# Exercise requirements
Rewrite the material below as a numbered list, covering only the line with "As a warehouse robot's perception module, locate stone building" and every line after it through the end of the material, with any blank lines dropped.

* START *

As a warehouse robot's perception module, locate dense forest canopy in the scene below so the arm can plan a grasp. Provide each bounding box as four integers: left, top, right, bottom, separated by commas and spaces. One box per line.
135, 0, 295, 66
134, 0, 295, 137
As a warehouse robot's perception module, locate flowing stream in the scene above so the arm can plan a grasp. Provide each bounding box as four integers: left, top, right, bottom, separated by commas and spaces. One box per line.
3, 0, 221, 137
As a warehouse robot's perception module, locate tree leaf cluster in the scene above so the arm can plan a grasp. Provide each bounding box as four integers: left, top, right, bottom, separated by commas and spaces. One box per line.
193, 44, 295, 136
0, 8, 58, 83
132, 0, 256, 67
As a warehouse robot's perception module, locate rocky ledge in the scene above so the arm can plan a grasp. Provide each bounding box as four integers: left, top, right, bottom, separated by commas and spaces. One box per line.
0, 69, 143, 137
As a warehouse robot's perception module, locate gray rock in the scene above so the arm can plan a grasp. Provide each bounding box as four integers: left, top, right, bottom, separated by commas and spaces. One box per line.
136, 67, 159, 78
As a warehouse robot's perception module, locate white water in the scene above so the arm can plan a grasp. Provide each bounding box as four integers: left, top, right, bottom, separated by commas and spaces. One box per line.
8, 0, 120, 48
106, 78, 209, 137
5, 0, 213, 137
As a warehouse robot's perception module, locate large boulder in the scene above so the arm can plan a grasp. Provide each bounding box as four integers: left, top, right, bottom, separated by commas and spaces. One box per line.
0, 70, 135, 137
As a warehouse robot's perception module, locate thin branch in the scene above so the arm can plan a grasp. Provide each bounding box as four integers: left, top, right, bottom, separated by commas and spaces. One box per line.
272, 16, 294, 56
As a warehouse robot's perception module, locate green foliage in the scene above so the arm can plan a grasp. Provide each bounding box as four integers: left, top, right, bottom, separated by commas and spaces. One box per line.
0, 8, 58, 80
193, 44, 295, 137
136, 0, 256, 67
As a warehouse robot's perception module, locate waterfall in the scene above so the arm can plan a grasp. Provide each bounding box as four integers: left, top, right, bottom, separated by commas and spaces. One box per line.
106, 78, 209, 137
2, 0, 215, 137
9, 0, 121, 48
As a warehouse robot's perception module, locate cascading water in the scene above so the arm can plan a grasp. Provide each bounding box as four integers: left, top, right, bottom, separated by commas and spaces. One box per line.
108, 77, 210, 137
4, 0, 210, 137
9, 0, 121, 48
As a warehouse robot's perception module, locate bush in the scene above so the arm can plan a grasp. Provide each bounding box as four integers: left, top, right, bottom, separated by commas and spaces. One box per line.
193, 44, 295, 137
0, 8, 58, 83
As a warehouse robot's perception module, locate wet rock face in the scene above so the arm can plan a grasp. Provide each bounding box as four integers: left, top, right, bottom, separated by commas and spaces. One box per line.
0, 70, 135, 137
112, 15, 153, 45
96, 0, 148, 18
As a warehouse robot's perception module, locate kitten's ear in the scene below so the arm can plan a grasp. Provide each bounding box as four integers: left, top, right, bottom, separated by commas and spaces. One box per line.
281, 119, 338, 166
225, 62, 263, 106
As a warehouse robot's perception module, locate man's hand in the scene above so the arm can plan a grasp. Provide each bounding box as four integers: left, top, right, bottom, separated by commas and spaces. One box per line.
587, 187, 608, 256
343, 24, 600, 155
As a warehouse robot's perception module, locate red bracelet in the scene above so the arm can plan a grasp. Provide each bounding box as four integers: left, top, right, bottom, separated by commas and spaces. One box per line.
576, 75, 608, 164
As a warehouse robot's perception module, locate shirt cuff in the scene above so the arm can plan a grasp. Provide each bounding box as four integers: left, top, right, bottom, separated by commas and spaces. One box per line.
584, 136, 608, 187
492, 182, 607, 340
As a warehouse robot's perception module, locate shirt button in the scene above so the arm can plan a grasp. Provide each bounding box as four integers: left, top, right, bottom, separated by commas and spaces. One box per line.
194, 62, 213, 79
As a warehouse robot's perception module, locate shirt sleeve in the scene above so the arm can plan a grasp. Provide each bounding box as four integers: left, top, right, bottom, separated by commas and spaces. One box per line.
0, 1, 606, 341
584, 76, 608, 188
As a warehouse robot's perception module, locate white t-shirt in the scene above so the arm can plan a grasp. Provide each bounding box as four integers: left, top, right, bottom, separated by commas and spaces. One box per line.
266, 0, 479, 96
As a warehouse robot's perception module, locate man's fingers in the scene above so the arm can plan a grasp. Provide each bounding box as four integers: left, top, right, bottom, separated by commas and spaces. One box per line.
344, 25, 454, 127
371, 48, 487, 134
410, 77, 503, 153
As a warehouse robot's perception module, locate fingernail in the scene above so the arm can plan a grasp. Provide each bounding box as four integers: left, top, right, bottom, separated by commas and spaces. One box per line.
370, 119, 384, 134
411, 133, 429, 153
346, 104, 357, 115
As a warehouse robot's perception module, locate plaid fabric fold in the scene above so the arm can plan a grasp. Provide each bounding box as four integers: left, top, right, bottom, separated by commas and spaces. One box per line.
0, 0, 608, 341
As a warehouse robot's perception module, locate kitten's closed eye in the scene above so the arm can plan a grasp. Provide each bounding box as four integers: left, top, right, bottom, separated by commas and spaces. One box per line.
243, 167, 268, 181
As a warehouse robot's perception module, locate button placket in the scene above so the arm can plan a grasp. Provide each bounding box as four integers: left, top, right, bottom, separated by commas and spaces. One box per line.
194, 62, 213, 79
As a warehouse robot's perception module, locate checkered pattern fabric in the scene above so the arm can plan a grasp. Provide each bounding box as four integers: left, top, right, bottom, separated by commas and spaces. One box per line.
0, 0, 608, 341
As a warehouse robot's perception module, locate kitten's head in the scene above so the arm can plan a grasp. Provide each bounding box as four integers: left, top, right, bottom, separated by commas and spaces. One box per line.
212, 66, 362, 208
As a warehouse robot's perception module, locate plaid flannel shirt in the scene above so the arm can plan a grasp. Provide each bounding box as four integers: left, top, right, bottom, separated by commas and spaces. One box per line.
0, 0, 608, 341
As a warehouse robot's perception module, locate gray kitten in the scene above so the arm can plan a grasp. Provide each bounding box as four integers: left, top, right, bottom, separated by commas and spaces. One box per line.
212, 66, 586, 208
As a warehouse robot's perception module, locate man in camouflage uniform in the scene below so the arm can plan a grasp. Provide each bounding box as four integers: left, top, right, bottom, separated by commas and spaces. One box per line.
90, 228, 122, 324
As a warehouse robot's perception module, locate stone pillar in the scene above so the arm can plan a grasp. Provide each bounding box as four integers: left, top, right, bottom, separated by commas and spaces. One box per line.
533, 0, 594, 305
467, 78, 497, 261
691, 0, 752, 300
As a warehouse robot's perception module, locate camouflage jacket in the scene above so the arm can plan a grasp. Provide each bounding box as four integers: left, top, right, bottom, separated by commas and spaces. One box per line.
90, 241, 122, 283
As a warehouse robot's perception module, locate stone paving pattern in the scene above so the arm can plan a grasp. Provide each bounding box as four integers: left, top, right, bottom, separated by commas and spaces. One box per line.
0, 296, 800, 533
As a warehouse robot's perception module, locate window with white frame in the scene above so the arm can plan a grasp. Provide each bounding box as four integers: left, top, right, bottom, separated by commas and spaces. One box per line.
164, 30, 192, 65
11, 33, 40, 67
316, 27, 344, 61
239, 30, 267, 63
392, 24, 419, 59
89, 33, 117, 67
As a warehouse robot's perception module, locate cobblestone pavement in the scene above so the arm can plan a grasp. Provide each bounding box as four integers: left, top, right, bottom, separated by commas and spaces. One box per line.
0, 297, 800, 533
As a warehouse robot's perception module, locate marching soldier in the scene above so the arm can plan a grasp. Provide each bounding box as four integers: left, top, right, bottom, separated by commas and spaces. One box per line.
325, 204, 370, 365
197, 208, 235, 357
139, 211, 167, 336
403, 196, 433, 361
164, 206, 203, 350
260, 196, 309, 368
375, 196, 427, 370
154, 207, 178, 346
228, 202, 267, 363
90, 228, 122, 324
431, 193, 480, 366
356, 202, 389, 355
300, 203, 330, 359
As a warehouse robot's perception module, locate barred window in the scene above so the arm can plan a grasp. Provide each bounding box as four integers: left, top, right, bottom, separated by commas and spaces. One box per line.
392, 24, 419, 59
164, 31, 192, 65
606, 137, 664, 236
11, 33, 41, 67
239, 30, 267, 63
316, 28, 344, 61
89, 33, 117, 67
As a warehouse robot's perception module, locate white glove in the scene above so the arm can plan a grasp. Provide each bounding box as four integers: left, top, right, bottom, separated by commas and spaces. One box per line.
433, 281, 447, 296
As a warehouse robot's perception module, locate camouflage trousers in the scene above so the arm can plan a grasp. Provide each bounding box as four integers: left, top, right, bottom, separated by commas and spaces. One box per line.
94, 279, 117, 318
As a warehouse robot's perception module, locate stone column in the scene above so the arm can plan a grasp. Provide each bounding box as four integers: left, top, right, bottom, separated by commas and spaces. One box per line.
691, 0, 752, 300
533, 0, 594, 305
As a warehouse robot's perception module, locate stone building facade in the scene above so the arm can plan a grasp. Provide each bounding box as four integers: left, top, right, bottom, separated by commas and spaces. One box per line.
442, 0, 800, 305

* END *

# Written response
1. As a warehouse robot's perception module, locate stone building facade in the scene above so the arm can plan a grasp. Provide each bounding box as four integers: left, top, right, bottom, separated by commas and spaces. One box per line.
2. 442, 0, 800, 305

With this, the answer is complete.